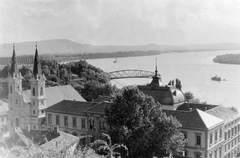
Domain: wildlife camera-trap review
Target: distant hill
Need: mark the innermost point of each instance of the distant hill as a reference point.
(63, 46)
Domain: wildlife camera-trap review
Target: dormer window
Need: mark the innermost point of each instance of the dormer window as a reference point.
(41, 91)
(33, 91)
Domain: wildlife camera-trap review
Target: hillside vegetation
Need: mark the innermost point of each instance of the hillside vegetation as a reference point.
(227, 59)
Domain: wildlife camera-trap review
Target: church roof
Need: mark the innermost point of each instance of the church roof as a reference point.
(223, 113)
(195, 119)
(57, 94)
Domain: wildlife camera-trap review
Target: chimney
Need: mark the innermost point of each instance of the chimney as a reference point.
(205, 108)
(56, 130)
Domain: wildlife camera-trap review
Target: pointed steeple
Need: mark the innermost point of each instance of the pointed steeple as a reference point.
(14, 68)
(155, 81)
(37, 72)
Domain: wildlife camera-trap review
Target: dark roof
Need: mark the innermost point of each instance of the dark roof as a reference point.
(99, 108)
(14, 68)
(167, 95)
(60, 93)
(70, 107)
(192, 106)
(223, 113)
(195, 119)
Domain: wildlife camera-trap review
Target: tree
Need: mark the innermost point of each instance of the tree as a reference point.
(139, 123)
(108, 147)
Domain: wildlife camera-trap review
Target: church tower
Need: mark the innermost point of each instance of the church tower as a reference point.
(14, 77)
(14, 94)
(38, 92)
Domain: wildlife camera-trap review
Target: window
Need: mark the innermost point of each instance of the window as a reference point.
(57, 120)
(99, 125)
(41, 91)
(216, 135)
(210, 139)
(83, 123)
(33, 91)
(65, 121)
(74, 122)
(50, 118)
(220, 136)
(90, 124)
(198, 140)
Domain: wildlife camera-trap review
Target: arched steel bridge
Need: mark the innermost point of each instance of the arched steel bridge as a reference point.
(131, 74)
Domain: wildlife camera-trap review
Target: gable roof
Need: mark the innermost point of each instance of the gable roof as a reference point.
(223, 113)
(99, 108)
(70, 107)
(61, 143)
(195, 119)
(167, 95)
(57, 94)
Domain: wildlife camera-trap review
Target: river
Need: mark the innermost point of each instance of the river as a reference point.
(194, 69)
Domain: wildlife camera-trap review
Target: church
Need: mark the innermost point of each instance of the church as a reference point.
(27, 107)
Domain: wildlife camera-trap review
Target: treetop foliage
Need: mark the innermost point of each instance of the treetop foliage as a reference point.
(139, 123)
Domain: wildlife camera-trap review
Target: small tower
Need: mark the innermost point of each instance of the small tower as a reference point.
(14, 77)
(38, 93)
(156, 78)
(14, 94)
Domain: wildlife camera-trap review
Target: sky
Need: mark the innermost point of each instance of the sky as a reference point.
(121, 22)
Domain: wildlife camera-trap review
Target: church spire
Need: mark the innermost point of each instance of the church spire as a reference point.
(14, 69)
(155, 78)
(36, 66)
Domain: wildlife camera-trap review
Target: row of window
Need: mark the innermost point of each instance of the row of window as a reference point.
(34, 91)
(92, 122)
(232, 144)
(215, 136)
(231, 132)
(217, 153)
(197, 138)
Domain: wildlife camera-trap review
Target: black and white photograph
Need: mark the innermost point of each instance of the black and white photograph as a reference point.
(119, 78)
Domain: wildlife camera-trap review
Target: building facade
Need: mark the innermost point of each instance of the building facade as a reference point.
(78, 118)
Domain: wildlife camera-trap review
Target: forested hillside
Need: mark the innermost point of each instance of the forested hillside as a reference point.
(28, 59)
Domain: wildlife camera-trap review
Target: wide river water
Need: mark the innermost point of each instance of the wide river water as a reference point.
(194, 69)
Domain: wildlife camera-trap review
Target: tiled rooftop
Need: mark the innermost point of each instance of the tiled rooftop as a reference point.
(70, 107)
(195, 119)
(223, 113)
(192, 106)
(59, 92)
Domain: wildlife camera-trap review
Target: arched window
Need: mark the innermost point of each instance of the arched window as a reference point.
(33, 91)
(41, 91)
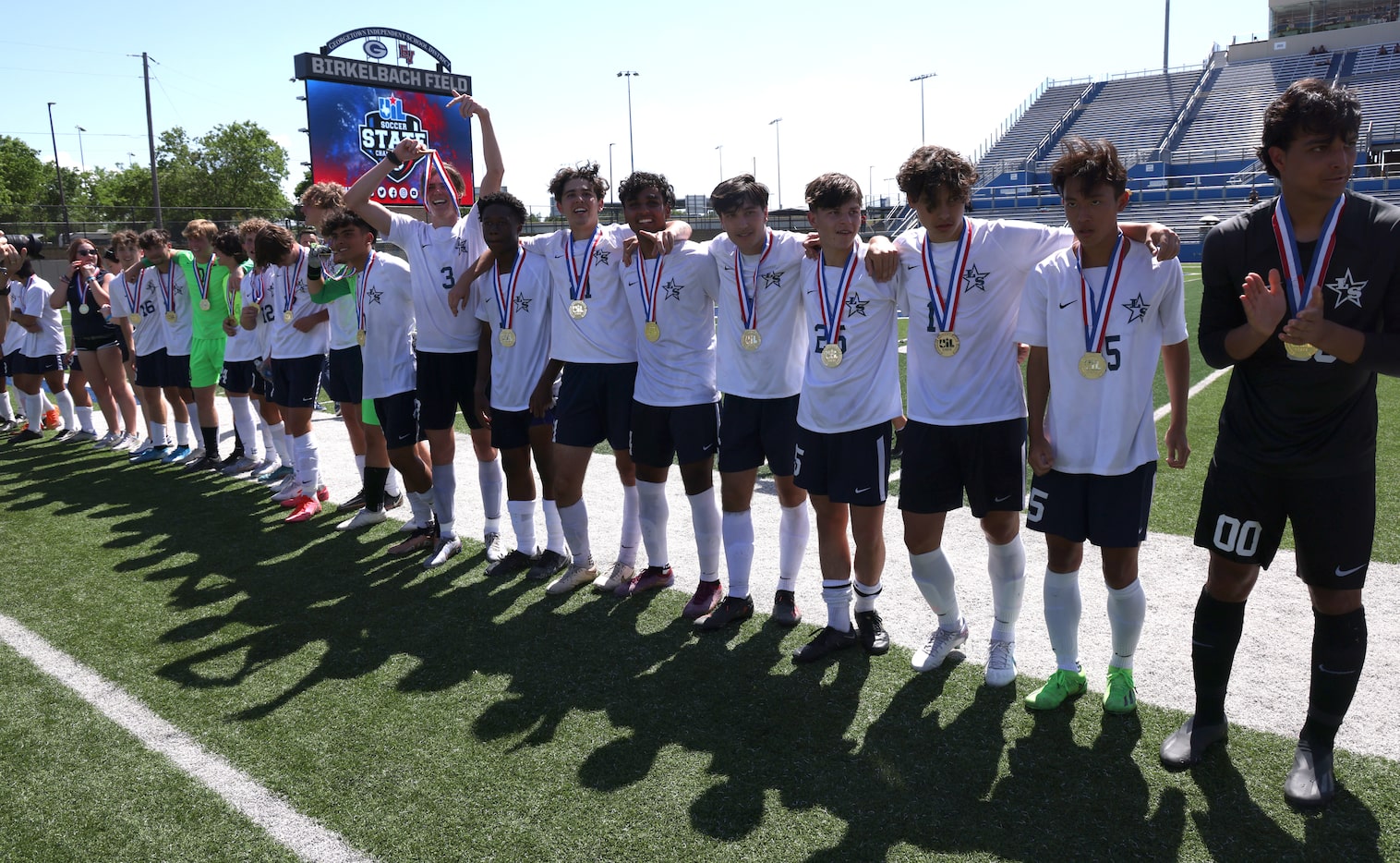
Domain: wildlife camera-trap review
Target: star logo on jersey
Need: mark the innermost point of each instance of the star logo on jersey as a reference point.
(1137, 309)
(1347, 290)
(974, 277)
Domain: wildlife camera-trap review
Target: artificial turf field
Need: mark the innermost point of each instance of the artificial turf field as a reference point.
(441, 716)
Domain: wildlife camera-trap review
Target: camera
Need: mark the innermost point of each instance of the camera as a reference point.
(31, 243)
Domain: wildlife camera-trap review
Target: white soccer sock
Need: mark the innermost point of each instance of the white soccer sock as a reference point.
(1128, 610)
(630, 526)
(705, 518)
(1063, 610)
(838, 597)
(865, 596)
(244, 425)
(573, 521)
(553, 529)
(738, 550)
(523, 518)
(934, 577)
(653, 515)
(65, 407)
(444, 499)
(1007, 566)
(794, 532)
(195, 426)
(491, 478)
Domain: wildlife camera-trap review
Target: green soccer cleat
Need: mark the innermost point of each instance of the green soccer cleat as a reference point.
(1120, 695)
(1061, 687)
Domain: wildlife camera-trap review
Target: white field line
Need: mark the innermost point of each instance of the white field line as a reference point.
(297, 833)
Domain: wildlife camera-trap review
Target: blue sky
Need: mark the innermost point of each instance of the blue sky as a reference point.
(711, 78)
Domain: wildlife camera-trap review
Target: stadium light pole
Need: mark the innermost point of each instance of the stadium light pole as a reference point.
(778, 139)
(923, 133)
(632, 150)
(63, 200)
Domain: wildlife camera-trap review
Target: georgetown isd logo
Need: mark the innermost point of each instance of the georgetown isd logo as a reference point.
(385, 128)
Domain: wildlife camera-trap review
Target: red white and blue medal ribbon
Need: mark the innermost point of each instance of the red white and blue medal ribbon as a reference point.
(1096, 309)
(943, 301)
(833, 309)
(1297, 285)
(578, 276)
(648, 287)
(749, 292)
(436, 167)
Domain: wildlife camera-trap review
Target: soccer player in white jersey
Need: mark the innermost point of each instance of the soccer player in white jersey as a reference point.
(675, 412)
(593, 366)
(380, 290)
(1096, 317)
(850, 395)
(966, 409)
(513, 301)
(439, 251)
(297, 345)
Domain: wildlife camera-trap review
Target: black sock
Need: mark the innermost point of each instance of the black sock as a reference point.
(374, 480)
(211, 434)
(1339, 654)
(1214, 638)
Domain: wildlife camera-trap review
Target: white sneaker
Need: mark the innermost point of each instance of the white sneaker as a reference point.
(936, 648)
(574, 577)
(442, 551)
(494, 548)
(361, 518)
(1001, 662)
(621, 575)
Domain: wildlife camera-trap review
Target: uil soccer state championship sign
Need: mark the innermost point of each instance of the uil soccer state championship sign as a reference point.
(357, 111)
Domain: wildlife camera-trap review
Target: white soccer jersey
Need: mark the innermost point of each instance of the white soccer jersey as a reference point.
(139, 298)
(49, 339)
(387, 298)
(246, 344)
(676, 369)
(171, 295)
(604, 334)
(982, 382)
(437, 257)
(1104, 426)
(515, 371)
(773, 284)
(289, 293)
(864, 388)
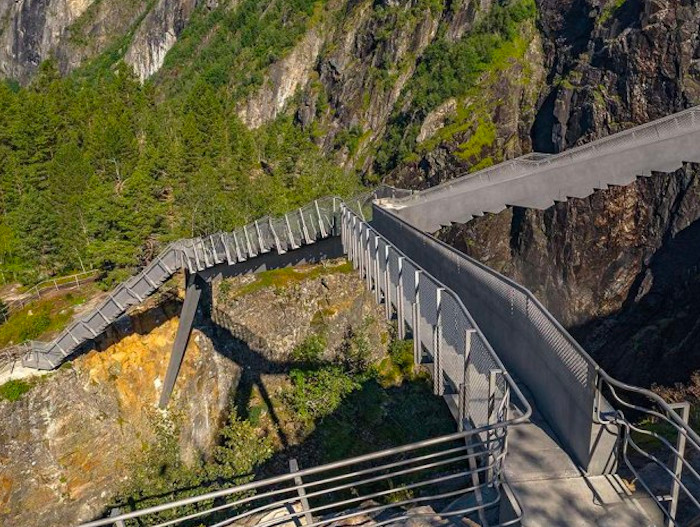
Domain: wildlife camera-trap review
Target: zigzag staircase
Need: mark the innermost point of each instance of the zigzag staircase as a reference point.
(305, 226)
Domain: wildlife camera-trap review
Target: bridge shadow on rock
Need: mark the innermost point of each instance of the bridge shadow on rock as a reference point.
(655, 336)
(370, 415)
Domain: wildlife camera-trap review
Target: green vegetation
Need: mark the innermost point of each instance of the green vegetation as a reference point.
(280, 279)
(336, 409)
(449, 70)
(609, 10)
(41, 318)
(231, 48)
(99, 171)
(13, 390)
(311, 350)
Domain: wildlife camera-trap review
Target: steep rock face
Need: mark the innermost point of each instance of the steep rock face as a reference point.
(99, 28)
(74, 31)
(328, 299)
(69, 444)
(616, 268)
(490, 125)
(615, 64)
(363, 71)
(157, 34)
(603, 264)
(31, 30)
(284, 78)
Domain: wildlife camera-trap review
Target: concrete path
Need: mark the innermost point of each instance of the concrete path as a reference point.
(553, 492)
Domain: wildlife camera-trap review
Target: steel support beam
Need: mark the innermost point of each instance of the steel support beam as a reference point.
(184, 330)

• Aim: Count the lines of the listing above that contain the string "bridge", treating uppercase and lowercase letters as distinct. Reply with the number alone.

• The solution: 4